Nothing below is to be printed except the lines between the line holding "Each instance gets a single point. Label the balustrade" and the line holding "Each instance gets a single point. Label the blue", inclusive, each exactly as it appears.

(Excerpts from a dataset)
◇ ◇ ◇

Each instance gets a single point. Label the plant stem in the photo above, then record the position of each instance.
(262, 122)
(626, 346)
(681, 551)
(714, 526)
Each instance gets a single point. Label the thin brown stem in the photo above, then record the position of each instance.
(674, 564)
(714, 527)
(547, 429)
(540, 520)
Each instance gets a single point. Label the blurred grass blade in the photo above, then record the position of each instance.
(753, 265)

◇ ◇ ◇

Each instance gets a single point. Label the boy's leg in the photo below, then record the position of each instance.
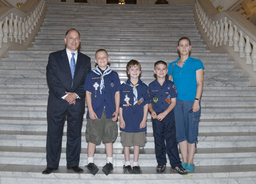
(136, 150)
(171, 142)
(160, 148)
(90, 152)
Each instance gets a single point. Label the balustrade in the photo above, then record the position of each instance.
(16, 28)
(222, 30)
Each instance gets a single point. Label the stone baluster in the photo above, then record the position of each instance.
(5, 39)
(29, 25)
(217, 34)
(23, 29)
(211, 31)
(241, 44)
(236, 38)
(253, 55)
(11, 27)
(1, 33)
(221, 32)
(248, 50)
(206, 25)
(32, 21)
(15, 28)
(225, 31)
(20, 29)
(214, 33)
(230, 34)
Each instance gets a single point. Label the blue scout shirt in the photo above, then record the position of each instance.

◇ ◇ ◇

TASK OUTPUT:
Each instance gets a single point. Label the balustrade in the photo above, then record the position of each instance.
(16, 28)
(222, 30)
Each instance gets a single point. Label the stone baluster in the photo above, then record the position of each instance.
(5, 39)
(29, 25)
(217, 34)
(23, 29)
(211, 31)
(241, 44)
(236, 38)
(253, 55)
(11, 27)
(1, 33)
(221, 32)
(248, 50)
(206, 25)
(32, 21)
(15, 28)
(225, 31)
(20, 29)
(214, 33)
(230, 34)
Each instance gets a single point. Label the blue scout shirt in the photo above, then record the position of each instance.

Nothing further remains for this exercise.